== GIVEN DATA

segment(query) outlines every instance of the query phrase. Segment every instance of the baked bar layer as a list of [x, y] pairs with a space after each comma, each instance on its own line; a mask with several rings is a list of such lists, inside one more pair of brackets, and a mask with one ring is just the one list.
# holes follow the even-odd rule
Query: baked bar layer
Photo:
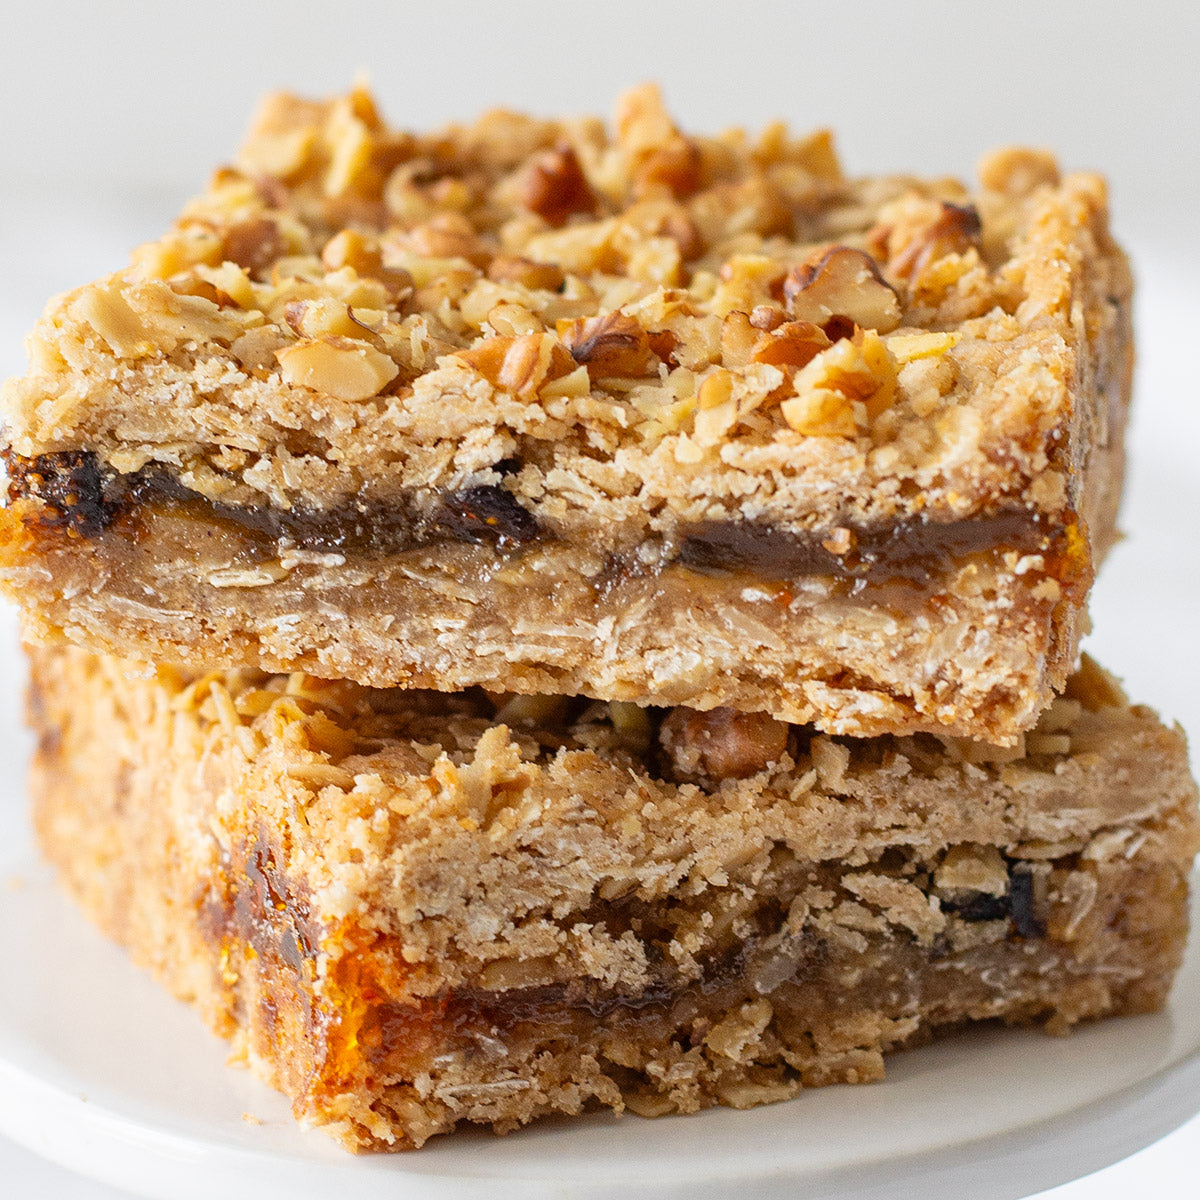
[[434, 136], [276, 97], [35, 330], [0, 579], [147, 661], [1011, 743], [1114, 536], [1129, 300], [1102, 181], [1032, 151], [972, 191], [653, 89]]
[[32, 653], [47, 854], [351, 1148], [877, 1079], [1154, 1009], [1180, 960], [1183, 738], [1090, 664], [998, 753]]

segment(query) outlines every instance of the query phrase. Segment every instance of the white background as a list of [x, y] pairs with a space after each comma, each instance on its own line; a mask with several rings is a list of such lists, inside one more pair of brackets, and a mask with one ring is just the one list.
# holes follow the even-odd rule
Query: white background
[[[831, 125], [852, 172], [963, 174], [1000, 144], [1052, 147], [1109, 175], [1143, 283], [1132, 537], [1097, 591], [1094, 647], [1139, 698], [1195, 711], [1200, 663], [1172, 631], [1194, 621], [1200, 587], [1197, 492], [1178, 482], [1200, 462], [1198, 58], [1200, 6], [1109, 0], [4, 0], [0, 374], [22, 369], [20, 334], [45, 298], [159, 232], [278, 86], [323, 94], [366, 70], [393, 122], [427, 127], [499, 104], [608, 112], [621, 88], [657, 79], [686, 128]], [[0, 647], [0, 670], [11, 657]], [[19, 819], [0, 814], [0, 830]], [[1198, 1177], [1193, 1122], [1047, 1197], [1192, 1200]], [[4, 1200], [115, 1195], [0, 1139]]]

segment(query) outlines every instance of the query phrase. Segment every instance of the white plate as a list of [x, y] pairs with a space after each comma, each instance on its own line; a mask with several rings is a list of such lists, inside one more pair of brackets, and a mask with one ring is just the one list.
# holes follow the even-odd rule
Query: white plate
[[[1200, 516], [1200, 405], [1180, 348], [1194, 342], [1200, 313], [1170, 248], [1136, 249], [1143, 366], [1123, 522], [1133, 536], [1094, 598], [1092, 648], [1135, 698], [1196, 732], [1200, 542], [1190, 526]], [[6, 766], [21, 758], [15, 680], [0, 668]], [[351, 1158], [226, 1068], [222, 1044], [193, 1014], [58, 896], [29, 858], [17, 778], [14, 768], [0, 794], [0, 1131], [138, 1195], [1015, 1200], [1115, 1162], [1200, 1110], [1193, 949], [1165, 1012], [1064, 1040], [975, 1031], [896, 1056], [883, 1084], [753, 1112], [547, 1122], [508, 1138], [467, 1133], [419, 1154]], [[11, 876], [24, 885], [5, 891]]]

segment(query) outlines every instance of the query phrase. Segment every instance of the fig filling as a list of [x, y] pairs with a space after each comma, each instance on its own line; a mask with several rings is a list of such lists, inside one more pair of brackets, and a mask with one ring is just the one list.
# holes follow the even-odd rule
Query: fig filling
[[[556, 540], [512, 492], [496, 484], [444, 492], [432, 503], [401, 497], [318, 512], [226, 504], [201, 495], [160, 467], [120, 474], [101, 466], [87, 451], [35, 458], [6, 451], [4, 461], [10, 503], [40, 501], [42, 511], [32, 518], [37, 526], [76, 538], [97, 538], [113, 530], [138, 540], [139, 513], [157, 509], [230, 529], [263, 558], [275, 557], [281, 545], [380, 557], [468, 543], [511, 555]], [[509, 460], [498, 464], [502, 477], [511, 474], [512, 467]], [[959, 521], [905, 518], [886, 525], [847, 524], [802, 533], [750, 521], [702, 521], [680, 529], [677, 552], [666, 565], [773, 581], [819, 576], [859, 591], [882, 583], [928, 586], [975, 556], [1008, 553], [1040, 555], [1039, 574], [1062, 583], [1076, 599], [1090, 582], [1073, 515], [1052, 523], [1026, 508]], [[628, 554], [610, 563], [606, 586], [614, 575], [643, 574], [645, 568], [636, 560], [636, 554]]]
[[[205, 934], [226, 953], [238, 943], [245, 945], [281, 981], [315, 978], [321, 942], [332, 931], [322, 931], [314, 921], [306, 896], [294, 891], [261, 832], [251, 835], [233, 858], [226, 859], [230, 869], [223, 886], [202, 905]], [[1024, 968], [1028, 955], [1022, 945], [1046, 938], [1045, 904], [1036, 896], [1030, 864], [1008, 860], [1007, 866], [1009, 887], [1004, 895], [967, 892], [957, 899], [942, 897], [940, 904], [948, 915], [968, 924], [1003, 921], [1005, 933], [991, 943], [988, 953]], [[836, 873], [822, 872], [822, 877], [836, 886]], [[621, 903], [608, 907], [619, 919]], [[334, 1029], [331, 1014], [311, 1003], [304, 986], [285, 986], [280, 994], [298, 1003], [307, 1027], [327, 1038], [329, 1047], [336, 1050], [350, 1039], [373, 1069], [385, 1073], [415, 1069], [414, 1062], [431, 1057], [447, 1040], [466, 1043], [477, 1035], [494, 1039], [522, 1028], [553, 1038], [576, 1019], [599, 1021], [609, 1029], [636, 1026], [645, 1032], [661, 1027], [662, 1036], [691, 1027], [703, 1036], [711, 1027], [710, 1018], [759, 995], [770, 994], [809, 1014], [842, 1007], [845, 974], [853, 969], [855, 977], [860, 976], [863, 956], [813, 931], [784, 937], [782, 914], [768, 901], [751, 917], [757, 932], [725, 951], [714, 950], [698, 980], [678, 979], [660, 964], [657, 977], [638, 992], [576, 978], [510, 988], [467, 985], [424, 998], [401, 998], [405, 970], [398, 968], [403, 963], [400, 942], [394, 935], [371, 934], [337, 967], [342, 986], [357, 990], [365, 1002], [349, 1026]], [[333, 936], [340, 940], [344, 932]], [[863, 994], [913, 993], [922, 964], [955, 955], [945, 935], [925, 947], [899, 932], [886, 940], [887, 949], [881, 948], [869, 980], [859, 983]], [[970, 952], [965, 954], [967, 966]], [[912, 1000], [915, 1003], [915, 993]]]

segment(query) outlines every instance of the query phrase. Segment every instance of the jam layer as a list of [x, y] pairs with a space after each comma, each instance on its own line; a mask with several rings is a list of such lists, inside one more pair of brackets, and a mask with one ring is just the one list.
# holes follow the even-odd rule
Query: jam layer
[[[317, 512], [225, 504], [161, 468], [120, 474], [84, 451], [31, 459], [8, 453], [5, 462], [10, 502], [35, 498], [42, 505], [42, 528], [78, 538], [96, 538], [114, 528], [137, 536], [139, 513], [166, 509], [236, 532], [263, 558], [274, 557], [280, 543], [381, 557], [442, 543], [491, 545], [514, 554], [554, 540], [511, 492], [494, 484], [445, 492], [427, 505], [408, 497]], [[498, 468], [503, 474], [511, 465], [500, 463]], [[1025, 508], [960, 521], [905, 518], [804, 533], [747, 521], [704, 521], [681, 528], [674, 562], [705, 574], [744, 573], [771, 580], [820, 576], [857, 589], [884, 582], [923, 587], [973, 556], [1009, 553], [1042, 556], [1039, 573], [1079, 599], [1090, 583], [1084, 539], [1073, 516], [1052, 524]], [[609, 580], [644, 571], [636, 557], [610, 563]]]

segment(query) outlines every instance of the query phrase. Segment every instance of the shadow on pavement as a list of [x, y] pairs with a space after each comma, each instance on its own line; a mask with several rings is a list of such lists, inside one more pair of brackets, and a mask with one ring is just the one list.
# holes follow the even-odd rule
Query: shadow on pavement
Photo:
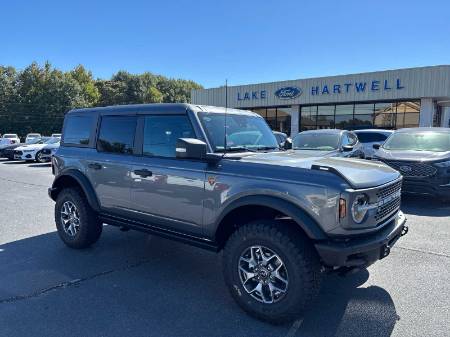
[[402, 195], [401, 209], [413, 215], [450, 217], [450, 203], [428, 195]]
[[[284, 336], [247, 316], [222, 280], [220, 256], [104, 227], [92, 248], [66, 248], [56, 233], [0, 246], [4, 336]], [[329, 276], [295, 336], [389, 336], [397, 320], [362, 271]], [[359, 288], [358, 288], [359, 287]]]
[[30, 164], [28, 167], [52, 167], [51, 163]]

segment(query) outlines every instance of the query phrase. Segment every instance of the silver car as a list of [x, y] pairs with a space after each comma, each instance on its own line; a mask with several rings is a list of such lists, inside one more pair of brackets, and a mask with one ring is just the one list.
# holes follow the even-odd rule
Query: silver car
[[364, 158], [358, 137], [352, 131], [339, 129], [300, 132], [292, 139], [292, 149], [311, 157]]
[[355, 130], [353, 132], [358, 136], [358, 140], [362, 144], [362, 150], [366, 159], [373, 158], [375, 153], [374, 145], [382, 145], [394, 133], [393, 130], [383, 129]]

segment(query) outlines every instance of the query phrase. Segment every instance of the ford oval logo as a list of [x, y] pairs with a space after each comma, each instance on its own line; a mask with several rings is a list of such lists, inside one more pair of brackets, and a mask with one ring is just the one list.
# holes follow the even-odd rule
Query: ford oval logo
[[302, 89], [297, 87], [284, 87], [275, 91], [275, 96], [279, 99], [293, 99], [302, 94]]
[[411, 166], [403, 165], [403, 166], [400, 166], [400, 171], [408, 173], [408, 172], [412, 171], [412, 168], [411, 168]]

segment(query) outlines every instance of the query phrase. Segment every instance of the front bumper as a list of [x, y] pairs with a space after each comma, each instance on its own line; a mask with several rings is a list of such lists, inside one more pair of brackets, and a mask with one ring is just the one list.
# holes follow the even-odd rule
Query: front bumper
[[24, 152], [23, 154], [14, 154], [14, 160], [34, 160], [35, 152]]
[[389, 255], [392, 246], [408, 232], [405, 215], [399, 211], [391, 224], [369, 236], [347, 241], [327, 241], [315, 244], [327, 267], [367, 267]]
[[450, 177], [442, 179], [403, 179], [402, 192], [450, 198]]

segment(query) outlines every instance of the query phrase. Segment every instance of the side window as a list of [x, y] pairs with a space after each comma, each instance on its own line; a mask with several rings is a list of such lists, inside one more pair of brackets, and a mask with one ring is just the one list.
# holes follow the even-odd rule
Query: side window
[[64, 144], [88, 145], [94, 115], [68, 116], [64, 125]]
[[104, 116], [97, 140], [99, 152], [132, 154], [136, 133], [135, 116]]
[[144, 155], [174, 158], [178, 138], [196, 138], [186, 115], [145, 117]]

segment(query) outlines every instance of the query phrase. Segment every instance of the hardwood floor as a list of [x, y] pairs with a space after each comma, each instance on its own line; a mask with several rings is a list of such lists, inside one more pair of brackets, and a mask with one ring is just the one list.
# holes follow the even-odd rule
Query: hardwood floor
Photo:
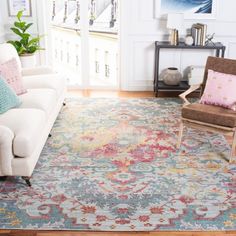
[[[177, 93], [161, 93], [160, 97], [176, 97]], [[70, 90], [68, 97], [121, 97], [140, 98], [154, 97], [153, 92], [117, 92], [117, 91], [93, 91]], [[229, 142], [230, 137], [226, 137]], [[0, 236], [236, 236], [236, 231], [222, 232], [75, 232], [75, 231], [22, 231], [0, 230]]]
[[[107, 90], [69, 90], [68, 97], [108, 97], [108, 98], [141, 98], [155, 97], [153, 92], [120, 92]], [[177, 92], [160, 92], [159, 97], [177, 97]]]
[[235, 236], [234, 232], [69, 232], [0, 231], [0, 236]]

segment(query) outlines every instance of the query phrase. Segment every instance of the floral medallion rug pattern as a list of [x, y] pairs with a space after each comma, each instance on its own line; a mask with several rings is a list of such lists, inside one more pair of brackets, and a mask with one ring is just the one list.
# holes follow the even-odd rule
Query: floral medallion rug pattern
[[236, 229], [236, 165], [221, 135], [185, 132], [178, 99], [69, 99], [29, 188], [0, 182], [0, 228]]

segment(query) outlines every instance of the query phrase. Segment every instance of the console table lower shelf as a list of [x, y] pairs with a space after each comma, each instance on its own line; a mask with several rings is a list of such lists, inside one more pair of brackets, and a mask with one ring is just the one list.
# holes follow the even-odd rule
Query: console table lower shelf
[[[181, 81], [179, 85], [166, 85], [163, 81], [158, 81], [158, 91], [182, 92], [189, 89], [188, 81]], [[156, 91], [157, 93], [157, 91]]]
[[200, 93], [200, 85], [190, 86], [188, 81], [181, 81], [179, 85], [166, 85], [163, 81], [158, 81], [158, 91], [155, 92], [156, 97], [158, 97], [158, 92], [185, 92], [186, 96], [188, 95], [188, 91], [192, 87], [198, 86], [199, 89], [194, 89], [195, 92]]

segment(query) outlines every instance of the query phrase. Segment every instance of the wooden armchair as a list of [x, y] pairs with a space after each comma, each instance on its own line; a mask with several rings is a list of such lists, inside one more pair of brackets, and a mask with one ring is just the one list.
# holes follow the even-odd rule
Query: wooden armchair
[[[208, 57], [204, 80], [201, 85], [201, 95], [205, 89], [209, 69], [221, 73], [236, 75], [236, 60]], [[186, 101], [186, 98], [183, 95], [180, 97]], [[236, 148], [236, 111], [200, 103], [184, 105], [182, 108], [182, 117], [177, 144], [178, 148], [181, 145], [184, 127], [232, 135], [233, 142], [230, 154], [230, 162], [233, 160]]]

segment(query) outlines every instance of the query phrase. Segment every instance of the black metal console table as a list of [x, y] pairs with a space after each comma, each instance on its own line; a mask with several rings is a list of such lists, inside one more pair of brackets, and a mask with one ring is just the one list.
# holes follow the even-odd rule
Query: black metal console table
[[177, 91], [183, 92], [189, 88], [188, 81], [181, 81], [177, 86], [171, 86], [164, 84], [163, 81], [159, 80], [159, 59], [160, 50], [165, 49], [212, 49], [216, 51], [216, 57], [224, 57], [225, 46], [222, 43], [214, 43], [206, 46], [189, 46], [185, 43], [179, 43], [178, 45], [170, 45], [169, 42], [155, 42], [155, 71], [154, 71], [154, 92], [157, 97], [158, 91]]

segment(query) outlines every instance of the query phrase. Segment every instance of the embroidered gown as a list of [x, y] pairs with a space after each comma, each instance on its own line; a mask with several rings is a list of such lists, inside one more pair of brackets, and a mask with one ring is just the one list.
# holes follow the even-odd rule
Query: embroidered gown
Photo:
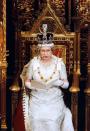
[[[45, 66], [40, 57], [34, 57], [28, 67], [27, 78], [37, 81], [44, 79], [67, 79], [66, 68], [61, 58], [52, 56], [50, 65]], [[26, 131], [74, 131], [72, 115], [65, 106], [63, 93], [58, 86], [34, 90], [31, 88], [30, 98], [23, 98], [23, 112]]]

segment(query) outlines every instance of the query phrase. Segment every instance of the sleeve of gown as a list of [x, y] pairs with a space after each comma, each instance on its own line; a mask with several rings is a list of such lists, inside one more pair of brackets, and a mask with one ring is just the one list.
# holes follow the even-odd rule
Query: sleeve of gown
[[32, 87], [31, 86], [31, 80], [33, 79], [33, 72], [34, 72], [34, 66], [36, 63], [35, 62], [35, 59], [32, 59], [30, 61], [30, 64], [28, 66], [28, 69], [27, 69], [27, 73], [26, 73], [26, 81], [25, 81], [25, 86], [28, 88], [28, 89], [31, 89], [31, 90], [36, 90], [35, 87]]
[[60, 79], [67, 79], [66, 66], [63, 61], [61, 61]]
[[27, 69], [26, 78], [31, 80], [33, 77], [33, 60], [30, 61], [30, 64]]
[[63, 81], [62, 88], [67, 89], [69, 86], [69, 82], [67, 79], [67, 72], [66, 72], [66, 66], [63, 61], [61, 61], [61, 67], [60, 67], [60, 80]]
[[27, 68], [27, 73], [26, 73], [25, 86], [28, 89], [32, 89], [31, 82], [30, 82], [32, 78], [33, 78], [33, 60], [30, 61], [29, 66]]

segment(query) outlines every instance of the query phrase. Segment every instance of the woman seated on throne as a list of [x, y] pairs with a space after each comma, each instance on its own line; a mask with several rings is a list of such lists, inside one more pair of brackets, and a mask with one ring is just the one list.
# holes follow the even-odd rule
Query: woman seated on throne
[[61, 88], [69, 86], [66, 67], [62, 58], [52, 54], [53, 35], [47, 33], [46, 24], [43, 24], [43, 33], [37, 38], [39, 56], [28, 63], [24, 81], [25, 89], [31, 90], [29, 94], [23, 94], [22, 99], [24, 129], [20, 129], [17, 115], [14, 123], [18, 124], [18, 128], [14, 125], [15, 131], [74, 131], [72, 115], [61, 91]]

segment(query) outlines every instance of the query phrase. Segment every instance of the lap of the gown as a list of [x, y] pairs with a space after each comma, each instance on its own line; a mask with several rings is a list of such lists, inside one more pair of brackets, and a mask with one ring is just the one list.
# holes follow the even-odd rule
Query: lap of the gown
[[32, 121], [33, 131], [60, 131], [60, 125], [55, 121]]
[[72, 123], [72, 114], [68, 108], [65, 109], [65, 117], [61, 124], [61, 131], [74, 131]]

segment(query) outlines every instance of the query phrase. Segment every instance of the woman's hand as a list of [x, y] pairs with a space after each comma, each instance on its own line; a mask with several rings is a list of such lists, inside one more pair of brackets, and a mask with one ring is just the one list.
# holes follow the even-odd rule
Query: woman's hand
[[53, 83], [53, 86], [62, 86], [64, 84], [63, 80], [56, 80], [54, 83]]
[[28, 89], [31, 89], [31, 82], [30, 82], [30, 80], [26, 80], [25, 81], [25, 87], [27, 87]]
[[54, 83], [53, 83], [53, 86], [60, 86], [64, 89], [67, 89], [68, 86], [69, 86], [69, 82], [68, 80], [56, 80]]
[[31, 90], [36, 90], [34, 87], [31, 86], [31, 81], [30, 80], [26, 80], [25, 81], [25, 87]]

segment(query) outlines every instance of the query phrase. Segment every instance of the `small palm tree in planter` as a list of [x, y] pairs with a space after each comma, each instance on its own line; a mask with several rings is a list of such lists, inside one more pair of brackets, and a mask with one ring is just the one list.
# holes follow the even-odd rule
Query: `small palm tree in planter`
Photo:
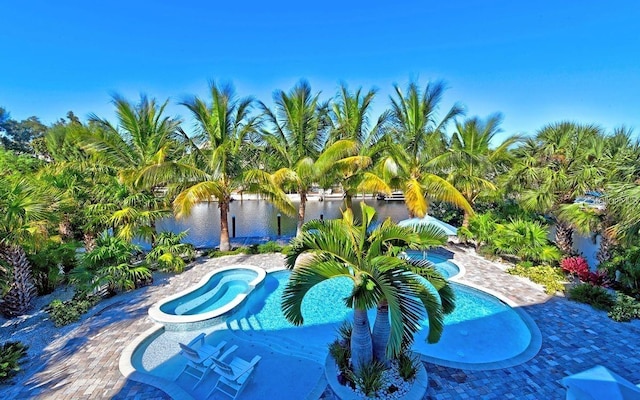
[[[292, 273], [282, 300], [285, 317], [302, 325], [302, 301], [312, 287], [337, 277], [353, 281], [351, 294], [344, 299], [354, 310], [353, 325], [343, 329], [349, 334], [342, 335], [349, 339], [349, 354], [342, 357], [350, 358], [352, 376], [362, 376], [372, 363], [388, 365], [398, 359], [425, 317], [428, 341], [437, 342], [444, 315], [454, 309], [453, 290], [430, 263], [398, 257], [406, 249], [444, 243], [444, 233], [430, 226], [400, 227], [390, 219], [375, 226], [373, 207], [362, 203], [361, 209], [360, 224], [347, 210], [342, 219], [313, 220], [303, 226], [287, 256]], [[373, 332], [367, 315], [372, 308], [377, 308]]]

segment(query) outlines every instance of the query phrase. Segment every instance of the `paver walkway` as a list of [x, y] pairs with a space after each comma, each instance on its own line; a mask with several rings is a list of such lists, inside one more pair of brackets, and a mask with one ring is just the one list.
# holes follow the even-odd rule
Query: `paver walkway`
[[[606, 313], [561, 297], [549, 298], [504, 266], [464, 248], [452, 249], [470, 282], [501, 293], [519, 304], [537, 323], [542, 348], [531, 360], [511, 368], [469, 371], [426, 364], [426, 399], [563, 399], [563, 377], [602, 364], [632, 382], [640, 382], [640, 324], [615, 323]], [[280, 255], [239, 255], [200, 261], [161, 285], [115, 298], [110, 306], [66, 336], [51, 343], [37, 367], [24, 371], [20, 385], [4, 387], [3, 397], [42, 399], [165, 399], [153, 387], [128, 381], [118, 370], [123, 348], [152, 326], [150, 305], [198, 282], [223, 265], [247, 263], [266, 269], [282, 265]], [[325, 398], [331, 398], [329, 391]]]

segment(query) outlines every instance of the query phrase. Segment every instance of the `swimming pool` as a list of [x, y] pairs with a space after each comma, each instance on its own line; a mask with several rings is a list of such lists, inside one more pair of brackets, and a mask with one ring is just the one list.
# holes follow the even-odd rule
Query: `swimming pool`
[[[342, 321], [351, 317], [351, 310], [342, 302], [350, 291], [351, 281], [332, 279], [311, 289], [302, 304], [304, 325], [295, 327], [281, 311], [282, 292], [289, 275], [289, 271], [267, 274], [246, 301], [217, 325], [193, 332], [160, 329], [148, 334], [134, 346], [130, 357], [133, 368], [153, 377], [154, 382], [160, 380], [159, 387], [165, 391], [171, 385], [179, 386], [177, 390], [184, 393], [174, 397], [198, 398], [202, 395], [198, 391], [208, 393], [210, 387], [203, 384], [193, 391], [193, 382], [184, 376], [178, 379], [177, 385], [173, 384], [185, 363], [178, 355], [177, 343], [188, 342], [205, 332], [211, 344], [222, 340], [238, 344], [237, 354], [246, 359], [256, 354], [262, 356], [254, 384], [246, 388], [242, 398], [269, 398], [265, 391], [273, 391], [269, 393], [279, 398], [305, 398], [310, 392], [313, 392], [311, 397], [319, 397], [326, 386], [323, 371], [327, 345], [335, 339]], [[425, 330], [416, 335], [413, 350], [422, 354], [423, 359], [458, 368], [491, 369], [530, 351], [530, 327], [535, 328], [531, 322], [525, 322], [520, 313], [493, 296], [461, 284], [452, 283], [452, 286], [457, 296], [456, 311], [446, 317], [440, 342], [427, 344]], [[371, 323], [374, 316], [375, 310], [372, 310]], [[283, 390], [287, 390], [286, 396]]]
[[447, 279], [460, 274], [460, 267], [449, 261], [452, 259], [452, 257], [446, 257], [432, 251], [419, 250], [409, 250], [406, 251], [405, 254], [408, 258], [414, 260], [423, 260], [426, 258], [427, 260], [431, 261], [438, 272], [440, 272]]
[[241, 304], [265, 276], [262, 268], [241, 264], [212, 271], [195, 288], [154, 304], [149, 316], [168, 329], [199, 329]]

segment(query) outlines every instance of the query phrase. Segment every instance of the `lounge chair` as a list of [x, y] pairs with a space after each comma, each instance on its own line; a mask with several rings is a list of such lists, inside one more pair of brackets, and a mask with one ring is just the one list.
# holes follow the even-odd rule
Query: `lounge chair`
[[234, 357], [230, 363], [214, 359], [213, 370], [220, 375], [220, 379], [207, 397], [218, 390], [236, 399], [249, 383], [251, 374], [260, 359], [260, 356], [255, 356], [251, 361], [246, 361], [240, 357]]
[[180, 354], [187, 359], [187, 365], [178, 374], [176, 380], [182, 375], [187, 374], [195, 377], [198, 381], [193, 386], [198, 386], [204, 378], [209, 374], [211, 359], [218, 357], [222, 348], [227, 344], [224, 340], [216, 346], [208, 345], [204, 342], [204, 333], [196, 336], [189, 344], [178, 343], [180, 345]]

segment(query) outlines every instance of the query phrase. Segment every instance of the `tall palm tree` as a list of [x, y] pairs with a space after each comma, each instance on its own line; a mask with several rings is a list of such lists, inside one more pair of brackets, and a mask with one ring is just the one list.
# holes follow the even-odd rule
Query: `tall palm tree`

====

Please copy each line of the material that contains the word "tall".

■ EXERCISE SOLUTION:
segment(query) outlines every instance of the query phrase. Segment every instance of the `tall palm tree` as a list of [x, y] pairs with a space after each comma, each instance on its own line; a mask with several rings is a list of such lists, inside one more pair of brackets, and a mask with one ring is just the one list.
Query: `tall palm tree`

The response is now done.